--- begin EXCERPTED DATA ---

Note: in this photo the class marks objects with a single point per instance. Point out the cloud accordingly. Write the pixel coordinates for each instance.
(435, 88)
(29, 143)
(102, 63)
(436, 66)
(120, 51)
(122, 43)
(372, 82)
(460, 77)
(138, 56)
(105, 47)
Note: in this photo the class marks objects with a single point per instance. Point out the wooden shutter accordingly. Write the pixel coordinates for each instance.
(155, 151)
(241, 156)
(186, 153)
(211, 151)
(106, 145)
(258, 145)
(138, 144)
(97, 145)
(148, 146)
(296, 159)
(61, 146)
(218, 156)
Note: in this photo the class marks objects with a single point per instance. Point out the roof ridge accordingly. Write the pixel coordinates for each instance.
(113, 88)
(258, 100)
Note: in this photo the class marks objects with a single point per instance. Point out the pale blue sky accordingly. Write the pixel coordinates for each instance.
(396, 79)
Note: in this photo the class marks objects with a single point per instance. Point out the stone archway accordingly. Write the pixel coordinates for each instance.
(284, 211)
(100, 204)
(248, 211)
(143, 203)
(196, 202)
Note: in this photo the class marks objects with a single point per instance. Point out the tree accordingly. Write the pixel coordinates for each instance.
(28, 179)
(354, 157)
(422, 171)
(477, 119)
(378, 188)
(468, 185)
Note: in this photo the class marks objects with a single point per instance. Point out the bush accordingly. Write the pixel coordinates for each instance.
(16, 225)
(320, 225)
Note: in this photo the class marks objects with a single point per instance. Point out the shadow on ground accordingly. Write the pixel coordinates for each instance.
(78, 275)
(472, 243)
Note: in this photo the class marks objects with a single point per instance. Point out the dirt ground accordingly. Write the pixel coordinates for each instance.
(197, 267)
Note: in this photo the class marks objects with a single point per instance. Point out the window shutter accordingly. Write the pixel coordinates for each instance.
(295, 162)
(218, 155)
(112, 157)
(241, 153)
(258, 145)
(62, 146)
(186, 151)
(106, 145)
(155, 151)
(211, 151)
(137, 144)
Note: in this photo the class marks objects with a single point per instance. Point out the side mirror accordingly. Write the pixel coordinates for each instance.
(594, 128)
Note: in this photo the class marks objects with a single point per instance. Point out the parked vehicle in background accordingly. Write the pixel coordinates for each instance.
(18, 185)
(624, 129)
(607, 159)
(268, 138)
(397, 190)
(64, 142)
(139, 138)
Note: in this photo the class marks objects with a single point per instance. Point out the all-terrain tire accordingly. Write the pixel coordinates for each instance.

--- end EXCERPTED DATA ---

# INSTRUCTION
Lay out every line of the material above as a Markdown table with two columns: Row, holding the row number, and Line, holding the line itself. Leave out any blank lines.

# EXPECTED ANSWER
| Row | Line |
|---|---|
| 1 | Note: in this photo the class marks objects with a single point per instance. Point out the cloud accordingly. Write the pixel coordinates for each instance. |
| 2 | (435, 88) |
| 3 | (29, 143) |
| 4 | (102, 63) |
| 5 | (436, 66) |
| 6 | (120, 51) |
| 7 | (122, 43) |
| 8 | (372, 82) |
| 9 | (460, 77) |
| 10 | (138, 56) |
| 11 | (105, 47) |
| 12 | Note: in this photo the class marks objects with a single point per instance. Point out the wooden shutter accordingly. Write the pixel coordinates for each instance. |
| 13 | (155, 151) |
| 14 | (241, 156) |
| 15 | (186, 153) |
| 16 | (211, 151) |
| 17 | (106, 145) |
| 18 | (258, 145) |
| 19 | (138, 144) |
| 20 | (97, 145) |
| 21 | (148, 146) |
| 22 | (296, 159) |
| 23 | (61, 146) |
| 24 | (218, 156) |
| 25 | Note: in this photo the class marks objects with a single point per instance. Point out the roof ridge accordingly. Write the pixel coordinates for each instance. |
| 26 | (113, 88) |
| 27 | (258, 100) |
| 28 | Note: in this photo the class marks objects with a single point per instance. Point out the pale blue sky accordingly. Write the pixel coordinates for each instance. |
| 29 | (396, 79) |
| 30 | Note: in this photo the class marks objects with a single point per instance. Point out the stone archway accordingly. Write the pixel coordinates for each instance. |
| 31 | (284, 211) |
| 32 | (100, 204) |
| 33 | (248, 211) |
| 34 | (143, 203) |
| 35 | (196, 202) |
| 36 | Note: in this photo the class marks objects with a single point per instance. Point out the tree accordingly. Write the pixel coordinates for each instance. |
| 37 | (28, 179) |
| 38 | (354, 157) |
| 39 | (422, 171) |
| 40 | (477, 119) |
| 41 | (378, 188) |
| 42 | (468, 185) |
| 43 | Note: in this photo the class marks objects with a single point per instance. Point out the bush accordingly. Write the pixel coordinates for each instance. |
| 44 | (16, 225) |
| 45 | (320, 225) |
| 46 | Note: in this photo the class marks objects with a single point per instance. Point out the shadow on ground accordingly. Write the pixel coordinates for each instance. |
| 47 | (78, 275) |
| 48 | (472, 243) |
| 49 | Note: in this photo the class marks objects with a single point per instance. Point out the dirt ground accordingly. Write the pixel coordinates for each instance. |
| 50 | (197, 267) |
| 51 | Note: in this photo the class marks objects with a single point per instance. Point out the window shutter accordingly. Write the pixel coordinates for each instance. |
| 52 | (295, 162) |
| 53 | (218, 155) |
| 54 | (112, 157) |
| 55 | (241, 153) |
| 56 | (258, 145) |
| 57 | (62, 146) |
| 58 | (186, 151) |
| 59 | (106, 145) |
| 60 | (155, 151) |
| 61 | (211, 151) |
| 62 | (137, 144) |
| 63 | Note: in this photo the class marks objects with a single point per instance. Point out the side mirror accordingly. Write the pixel coordinates for each instance. |
| 64 | (594, 128) |
| 65 | Note: in this photo the class marks objects with a single point per instance. Point out the parked vehicle in background accordingly. Write the pixel coordinates for each instance. |
| 66 | (18, 185) |
| 67 | (624, 129) |
| 68 | (607, 159) |
| 69 | (268, 138) |
| 70 | (397, 190) |
| 71 | (64, 142) |
| 72 | (139, 138) |
| 73 | Note: in this photo the class marks objects with a single point per instance. Point out the all-terrain tire accordingly. Write the pixel coordinates for each instance. |